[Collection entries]
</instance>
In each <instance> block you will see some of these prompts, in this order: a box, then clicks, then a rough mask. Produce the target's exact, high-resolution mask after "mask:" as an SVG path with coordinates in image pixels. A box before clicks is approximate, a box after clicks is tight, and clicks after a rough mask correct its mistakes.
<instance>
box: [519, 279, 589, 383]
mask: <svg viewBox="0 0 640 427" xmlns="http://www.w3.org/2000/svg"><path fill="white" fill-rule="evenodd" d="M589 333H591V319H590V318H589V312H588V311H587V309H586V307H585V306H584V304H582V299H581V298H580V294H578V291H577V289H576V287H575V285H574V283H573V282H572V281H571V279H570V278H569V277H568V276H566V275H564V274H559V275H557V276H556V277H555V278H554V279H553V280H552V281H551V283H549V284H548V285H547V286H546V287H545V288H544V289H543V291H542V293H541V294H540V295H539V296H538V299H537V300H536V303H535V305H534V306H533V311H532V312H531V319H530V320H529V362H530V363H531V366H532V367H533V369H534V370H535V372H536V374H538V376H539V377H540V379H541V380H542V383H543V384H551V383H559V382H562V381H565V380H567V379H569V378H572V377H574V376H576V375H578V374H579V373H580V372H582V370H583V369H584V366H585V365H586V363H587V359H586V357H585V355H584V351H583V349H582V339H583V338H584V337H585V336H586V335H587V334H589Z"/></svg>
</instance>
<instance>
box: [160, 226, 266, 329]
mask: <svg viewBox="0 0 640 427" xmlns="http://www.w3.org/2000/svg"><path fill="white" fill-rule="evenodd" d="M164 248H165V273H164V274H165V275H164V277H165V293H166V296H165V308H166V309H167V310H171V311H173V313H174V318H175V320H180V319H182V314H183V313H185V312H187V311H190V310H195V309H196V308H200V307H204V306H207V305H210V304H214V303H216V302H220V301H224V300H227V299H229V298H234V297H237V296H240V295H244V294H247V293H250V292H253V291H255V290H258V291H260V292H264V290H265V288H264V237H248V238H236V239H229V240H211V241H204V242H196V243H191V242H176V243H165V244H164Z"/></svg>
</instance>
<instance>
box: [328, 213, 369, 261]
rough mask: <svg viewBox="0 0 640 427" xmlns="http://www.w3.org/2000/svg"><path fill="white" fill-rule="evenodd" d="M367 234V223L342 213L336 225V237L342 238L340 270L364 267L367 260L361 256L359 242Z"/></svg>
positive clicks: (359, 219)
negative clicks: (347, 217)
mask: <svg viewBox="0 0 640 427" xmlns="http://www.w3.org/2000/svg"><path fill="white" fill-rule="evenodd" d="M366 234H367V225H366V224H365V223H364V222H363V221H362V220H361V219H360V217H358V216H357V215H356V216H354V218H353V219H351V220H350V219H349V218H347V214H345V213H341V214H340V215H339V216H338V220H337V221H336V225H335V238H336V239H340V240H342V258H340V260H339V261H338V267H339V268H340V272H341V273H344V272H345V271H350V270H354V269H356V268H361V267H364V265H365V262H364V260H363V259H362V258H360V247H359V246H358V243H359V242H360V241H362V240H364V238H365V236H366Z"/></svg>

- _TASK DIRECTIONS_: Your answer must be every record above, repeated exactly.

- _YOUR SOLUTION_:
</instance>
In each <instance> block you will see some of these prompts, in this order: a box, then clicks, then a rough mask. Produce the target's exact, high-resolution mask after "mask:" as an SVG path with coordinates in image pixels. A box before clicks is approximate, a box after clicks is tight, and clicks after a rough mask correct its mistakes.
<instance>
box: [519, 279, 589, 383]
mask: <svg viewBox="0 0 640 427" xmlns="http://www.w3.org/2000/svg"><path fill="white" fill-rule="evenodd" d="M589 333H591V319H590V318H589V312H588V311H587V309H586V307H585V306H584V304H582V299H581V298H580V294H578V291H577V289H576V287H575V285H574V283H573V282H572V281H571V279H570V278H569V277H568V276H566V275H564V274H559V275H557V276H556V277H555V278H554V279H553V280H552V281H551V283H549V284H548V285H547V286H546V287H545V288H544V289H543V291H542V293H541V294H540V295H539V296H538V299H537V300H536V303H535V305H534V306H533V311H532V312H531V319H530V320H529V362H530V363H531V366H532V367H533V369H534V370H535V372H536V374H538V376H539V377H540V379H541V380H542V383H543V384H551V383H559V382H562V381H565V380H567V379H569V378H572V377H574V376H576V375H578V374H579V373H580V372H582V370H583V369H584V366H585V365H586V363H587V359H586V357H585V355H584V351H583V349H582V339H583V338H584V337H585V336H586V335H587V334H589Z"/></svg>
</instance>
<instance>
box: [160, 226, 266, 329]
mask: <svg viewBox="0 0 640 427" xmlns="http://www.w3.org/2000/svg"><path fill="white" fill-rule="evenodd" d="M164 248H165V273H164V274H165V275H164V277H165V293H166V296H165V308H166V309H167V310H171V311H173V313H174V318H175V320H180V319H182V314H183V313H185V312H187V311H190V310H195V309H196V308H200V307H204V306H207V305H210V304H214V303H216V302H220V301H224V300H227V299H229V298H234V297H237V296H240V295H244V294H247V293H250V292H253V291H255V290H258V291H260V292H264V290H265V288H264V237H248V238H236V239H229V240H211V241H204V242H196V243H191V242H176V243H165V244H164Z"/></svg>
</instance>
<instance>
box: [328, 213, 369, 261]
rough mask: <svg viewBox="0 0 640 427" xmlns="http://www.w3.org/2000/svg"><path fill="white" fill-rule="evenodd" d="M367 234V223L342 213L336 225V237L342 238L340 270L364 267L367 260L361 256L359 242Z"/></svg>
positive clicks: (359, 219)
negative clicks: (347, 217)
mask: <svg viewBox="0 0 640 427" xmlns="http://www.w3.org/2000/svg"><path fill="white" fill-rule="evenodd" d="M366 234H367V225H366V224H365V223H364V222H363V221H362V220H361V219H360V217H358V216H357V215H356V216H354V218H353V219H351V220H350V219H349V218H347V214H345V213H341V214H340V215H339V216H338V220H337V221H336V225H335V238H336V239H340V240H342V258H340V260H339V261H338V267H339V268H340V272H341V273H344V272H345V271H350V270H354V269H356V268H361V267H364V265H365V262H364V260H363V259H362V258H360V247H359V246H358V243H359V242H360V241H362V240H364V238H365V236H366Z"/></svg>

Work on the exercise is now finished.